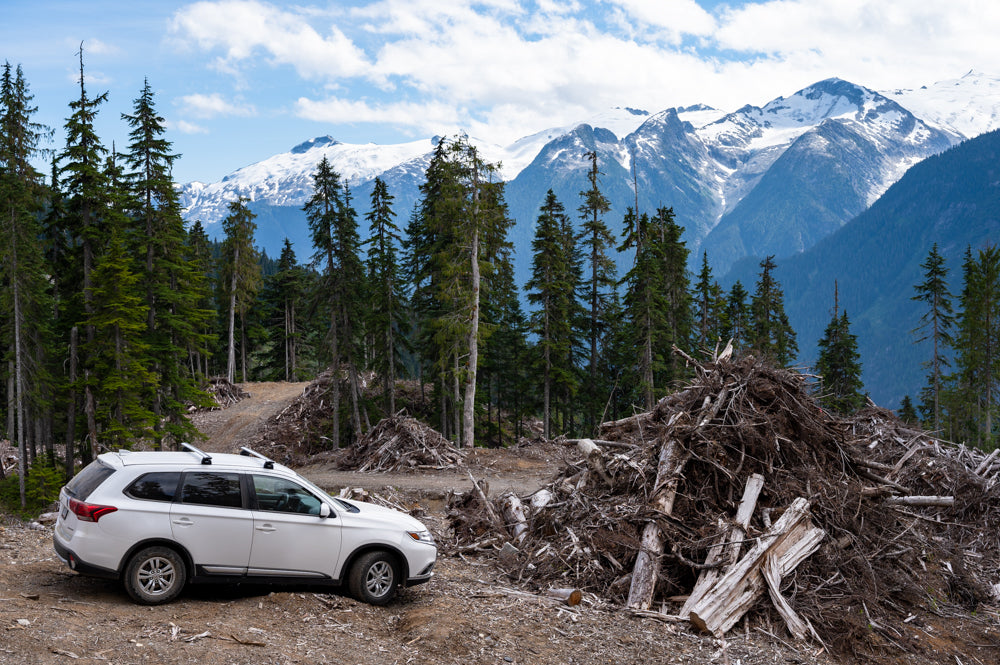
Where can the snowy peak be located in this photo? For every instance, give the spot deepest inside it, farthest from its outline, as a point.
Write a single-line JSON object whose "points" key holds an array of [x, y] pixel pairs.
{"points": [[967, 106]]}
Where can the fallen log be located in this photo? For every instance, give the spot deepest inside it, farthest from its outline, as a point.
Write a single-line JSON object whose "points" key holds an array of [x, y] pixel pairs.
{"points": [[789, 541], [727, 550], [668, 471], [595, 459], [942, 501], [513, 511]]}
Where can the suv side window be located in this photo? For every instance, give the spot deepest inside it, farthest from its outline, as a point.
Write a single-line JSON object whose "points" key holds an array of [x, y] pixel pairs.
{"points": [[212, 489], [284, 496], [88, 480], [158, 486]]}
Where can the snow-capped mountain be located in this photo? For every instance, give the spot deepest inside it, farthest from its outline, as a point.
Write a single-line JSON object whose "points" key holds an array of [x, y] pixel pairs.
{"points": [[772, 179]]}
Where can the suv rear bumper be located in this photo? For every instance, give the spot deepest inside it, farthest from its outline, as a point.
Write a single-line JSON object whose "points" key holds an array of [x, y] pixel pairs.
{"points": [[70, 558]]}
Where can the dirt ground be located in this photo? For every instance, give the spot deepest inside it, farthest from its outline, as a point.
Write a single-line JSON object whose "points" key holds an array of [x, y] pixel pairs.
{"points": [[469, 613]]}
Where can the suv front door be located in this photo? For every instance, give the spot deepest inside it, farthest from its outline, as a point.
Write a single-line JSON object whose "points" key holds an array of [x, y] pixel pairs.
{"points": [[210, 521], [290, 539]]}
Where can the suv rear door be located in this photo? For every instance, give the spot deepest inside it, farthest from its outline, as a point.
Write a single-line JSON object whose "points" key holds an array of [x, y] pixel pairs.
{"points": [[210, 520]]}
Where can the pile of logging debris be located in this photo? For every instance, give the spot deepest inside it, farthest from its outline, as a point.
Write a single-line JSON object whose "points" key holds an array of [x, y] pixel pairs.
{"points": [[740, 493], [300, 434], [400, 443], [224, 392]]}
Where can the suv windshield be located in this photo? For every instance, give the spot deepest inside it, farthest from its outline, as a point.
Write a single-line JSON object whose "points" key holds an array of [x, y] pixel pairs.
{"points": [[88, 480]]}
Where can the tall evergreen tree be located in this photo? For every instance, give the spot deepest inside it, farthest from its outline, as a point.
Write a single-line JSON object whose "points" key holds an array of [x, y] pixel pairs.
{"points": [[977, 346], [656, 301], [22, 273], [709, 309], [552, 289], [173, 289], [736, 316], [387, 313], [935, 325], [769, 331], [85, 185], [240, 273], [599, 285], [282, 292], [839, 367]]}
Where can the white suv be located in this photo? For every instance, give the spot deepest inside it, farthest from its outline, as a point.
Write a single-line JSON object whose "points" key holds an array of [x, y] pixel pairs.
{"points": [[157, 520]]}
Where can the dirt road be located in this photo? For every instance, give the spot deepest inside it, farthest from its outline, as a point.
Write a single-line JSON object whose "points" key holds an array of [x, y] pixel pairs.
{"points": [[469, 613]]}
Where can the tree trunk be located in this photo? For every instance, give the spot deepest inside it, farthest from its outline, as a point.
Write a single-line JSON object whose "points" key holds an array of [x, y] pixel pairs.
{"points": [[468, 417], [668, 471], [74, 341]]}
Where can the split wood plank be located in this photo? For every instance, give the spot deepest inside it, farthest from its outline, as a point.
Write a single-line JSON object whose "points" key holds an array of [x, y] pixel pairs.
{"points": [[668, 470], [727, 550], [790, 540]]}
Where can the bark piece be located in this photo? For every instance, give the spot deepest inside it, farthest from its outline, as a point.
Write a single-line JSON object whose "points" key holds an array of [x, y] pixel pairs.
{"points": [[789, 541], [668, 471], [727, 550]]}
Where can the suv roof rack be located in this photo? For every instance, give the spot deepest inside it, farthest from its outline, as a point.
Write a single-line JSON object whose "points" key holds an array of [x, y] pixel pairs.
{"points": [[205, 457], [247, 452]]}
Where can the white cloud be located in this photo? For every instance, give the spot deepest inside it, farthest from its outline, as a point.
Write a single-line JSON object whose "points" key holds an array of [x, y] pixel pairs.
{"points": [[432, 117], [243, 28], [499, 67], [185, 127], [210, 106]]}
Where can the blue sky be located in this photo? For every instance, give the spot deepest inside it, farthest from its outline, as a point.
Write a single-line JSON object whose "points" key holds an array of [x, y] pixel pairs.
{"points": [[240, 80]]}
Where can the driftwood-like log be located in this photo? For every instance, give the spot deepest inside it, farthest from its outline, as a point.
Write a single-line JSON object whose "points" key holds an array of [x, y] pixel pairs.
{"points": [[797, 626], [595, 459], [513, 511], [792, 538], [571, 597], [668, 471], [727, 550], [942, 501]]}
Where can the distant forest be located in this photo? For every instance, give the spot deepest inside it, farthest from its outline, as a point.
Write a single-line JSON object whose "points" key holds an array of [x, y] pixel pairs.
{"points": [[115, 314]]}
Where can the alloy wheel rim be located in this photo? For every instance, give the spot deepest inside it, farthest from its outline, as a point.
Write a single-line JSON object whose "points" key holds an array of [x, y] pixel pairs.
{"points": [[156, 575], [378, 581]]}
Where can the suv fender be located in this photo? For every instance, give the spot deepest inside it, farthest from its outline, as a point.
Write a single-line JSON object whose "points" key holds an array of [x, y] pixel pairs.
{"points": [[404, 571]]}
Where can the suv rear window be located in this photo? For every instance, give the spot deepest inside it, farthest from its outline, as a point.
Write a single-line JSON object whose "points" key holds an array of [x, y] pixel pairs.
{"points": [[159, 486], [88, 480], [212, 489]]}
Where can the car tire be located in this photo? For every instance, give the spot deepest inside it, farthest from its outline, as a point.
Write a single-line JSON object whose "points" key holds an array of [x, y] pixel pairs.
{"points": [[374, 578], [155, 575]]}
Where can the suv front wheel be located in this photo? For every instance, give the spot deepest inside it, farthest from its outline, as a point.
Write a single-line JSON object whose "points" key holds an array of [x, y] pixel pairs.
{"points": [[374, 578], [155, 575]]}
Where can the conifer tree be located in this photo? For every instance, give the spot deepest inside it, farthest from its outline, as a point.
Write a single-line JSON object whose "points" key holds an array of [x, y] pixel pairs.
{"points": [[173, 289], [119, 352], [321, 213], [977, 346], [709, 306], [553, 288], [769, 330], [282, 292], [839, 367], [907, 413], [736, 316], [599, 285], [387, 314], [240, 273], [85, 185], [935, 324], [22, 273]]}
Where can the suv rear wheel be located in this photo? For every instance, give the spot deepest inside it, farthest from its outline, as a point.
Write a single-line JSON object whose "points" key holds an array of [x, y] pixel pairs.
{"points": [[155, 575], [374, 578]]}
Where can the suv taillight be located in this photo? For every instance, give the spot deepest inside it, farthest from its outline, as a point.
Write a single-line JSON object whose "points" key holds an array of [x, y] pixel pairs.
{"points": [[89, 512]]}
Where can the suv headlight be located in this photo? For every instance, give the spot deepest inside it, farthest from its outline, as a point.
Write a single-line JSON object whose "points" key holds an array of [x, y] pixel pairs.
{"points": [[421, 536]]}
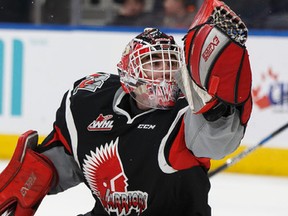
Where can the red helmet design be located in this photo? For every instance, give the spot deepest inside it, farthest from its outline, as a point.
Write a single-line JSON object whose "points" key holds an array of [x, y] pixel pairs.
{"points": [[147, 69]]}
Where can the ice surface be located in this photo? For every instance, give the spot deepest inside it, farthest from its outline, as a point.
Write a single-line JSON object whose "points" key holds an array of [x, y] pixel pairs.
{"points": [[230, 195]]}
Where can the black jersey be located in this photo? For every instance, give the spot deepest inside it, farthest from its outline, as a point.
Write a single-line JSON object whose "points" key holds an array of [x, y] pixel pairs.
{"points": [[134, 163]]}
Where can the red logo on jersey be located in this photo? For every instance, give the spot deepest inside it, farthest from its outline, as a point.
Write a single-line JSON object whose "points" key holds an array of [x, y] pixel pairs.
{"points": [[92, 82], [102, 123], [104, 173]]}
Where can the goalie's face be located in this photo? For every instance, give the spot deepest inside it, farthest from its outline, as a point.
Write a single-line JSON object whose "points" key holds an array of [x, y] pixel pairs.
{"points": [[157, 87], [147, 69]]}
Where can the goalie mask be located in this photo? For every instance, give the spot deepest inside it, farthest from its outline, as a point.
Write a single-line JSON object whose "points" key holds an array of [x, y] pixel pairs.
{"points": [[147, 69]]}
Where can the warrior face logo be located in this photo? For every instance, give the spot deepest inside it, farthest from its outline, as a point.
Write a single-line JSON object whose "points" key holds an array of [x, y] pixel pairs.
{"points": [[104, 173], [92, 82]]}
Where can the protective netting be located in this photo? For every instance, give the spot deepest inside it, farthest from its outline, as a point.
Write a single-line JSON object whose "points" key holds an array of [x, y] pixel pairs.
{"points": [[229, 22]]}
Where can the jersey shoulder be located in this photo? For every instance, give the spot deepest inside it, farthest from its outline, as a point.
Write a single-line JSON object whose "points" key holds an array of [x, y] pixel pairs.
{"points": [[96, 82]]}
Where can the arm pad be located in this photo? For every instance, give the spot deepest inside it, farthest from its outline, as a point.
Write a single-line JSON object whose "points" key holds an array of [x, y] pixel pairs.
{"points": [[27, 178]]}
◆ ◆ ◆ ◆ ◆ ◆ ◆
YOUR TASK → Quote, without alteration, the final stretch of the entries: the line with "Where can the red logo" onward to the last line.

SOLUTION →
Where can the red logo on jersey be located in this photo? For every instance, give the spot deepest inside it, farthest from its outline, as a point.
Write a single-line JSON object whose "points" key holds an array of [x, y] pixel pairs.
{"points": [[92, 82], [102, 123], [104, 173]]}
Where can the goalie's face be located in this photo? For every instance, give the spot deepest inside it, farthest from its outline, as a point.
Write a single-line JSON object whose "points" key holds an array of [x, y] pixel pairs.
{"points": [[157, 87], [147, 69]]}
Where can the goalie mask be located in this photo? For every instance, give the spot deepest inside it, farthest from its outline, as a point.
Write a single-line JSON object whose "points" key holds an array of [x, y] pixel pairs.
{"points": [[147, 69]]}
Where can the warrior face logo be located in this photo? For every instance, give the spot deepest inside it, farthest from its outline, as a point.
Write a single-line JSON object whose "points" key holds an array of [x, y] pixel pairs.
{"points": [[104, 173], [92, 82]]}
Where can the protective netting be located in this photo? For every instance, give the spot deepest inside it, farthest from its outline, as a point.
Write a single-line JSON object whose "points" key holds an array of [x, y] pixel pairs.
{"points": [[229, 22]]}
Where can the jersey shoulder be located in this photo? For every instance, give the spot deepest inside it, farthest from its outline, as a point.
Write a single-line JSON object whose "points" key holds an array of [x, y] pixel pairs.
{"points": [[96, 82]]}
Where can the arm pad be located in this photo? For every instance, give the spot deepest inside it, farthest from its outline, as a point.
Write a single-line JSON object whose "points" key holds an array of [x, y] pixel pairs.
{"points": [[27, 178]]}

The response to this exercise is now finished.